## PROBLEM TO SOLVE
Using the bartending text below, decide whether each statement agrees with it, answering yes or no and quoting the deciding words of the text. (a) Sansom believes the shift in how people perceive bartending weakened during the pandemic. (b) Sansom thinks things will return exactly to how they were before the pandemic. (c) Sansom says it will matter that people feel safe and secure when they go into restaurants and bars.

Sansom will go as far as to say that he believes the list has gone a long way to not only promoting individual bars but also the skill of the industry itself. “Twelve years ago, people wouldn’t have considered the craft of bartending as an art form; certainly not in the same way they would consider a chef at the top of his game. Now I think people are regarding bar craft and bar art as a valuable skill that they will come from far and wide to see.”
Even during the pandemic, Sansom believes that that shift in perception has only increased, as masterclasses and zoom gatherings allowed bartenders a greater ability to get in front of consumers and instil a greater awareness of the craft.
Yet Sansom says that it is unrealistic to think that things will go back exactly as they were before. As with everything else, the pandemic has changed the way that both consumers and industry will move forward, but that said, he still believes that people are always going to be looking for a wonderful experience, both in bars and in restaurants.
“People are still going to be looking for standout hospitality experiences and, and it’s going to become very, very important that when they do choose to go into restaurants and bars, that they feel safe and secure.

## DATA FOR REVIEW

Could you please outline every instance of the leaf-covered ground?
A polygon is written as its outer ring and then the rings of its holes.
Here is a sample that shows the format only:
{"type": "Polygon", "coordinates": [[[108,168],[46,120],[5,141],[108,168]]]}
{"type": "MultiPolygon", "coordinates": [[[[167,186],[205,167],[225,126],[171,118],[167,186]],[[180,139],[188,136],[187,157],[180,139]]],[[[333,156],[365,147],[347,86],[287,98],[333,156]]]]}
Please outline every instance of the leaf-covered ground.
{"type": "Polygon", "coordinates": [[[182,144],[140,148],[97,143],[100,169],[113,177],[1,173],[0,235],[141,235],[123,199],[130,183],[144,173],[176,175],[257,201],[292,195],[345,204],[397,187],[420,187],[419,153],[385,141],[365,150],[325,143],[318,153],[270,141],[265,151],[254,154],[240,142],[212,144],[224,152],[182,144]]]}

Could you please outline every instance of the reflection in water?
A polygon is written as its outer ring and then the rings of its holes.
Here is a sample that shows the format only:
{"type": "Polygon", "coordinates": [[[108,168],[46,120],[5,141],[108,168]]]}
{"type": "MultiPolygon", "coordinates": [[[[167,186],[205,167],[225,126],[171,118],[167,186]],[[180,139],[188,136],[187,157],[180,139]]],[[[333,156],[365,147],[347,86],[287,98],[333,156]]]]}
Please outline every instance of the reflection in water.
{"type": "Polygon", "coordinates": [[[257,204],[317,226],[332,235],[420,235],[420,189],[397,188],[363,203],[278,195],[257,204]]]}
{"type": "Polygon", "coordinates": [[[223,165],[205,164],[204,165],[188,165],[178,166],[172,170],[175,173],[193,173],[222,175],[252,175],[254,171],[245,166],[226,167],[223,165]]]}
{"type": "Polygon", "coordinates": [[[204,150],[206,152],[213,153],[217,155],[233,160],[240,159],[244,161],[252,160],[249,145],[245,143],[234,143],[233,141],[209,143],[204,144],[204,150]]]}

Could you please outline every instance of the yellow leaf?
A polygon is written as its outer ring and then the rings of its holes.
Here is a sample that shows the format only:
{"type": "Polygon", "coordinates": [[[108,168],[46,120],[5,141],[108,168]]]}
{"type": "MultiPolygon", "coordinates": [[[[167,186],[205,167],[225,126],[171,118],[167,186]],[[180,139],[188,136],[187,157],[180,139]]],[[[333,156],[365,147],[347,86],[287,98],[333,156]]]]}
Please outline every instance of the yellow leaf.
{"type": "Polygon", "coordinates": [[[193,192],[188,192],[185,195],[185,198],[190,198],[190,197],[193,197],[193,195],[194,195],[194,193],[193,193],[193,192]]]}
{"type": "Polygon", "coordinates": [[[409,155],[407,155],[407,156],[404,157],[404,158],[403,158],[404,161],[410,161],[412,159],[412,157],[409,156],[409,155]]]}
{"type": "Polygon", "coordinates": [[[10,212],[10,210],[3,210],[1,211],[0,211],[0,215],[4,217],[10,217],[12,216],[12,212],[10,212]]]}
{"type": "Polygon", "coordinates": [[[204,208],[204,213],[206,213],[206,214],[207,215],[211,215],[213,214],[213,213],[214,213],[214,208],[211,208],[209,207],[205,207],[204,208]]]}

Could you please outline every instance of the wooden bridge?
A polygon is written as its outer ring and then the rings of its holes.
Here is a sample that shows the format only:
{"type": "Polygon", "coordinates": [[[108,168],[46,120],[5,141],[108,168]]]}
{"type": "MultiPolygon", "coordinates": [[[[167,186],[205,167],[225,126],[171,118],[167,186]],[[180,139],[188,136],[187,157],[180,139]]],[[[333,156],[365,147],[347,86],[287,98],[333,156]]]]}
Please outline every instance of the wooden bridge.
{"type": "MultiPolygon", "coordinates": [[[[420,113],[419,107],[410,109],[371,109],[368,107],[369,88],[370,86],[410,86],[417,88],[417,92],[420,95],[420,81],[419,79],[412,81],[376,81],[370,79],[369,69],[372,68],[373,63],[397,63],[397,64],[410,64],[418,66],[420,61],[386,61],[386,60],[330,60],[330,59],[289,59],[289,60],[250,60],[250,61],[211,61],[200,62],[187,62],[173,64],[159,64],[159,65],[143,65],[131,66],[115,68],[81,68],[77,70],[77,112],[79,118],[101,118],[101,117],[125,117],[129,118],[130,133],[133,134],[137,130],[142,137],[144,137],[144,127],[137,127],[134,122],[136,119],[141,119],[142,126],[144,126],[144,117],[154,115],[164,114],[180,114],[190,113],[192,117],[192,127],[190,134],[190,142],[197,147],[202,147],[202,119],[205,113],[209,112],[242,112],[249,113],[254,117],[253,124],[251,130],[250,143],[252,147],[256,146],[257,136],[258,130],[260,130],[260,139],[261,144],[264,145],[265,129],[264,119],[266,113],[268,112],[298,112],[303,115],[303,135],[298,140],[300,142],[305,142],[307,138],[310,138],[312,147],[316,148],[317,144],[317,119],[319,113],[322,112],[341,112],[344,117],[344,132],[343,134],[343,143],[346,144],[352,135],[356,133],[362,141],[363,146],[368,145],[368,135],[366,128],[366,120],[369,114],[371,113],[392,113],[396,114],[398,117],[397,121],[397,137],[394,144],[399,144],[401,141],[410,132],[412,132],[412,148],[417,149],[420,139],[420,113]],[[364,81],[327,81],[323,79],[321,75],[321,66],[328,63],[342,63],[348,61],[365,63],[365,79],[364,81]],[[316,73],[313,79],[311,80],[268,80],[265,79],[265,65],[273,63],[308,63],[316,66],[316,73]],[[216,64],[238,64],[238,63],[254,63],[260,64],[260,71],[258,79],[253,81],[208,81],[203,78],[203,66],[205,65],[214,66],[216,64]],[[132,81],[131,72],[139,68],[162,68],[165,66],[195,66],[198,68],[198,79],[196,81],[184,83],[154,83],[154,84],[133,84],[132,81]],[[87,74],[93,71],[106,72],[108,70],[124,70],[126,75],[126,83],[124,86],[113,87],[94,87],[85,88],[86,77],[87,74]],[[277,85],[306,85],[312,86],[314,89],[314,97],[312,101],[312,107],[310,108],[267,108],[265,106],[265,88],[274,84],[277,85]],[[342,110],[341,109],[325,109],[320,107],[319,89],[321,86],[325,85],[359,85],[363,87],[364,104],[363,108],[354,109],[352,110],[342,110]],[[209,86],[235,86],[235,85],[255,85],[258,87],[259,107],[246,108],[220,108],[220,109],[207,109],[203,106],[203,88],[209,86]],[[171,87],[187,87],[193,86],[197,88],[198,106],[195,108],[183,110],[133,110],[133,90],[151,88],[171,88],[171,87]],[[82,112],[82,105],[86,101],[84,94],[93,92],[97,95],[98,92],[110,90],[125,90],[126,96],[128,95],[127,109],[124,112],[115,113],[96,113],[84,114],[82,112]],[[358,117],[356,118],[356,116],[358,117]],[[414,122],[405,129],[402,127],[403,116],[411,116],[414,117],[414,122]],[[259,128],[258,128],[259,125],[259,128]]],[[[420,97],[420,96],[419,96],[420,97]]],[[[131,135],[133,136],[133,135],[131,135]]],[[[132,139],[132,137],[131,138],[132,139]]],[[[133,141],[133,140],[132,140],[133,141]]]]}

## ANSWER TO THIS EXERCISE
(a) No: "that shift in perception has only increased"
(b) No: "it is unrealistic to think that things will go back exactly as they were before"
(c) Yes: "it’s going to become very, very important that when they do choose to go into restaurants and bars, that they feel safe and secure"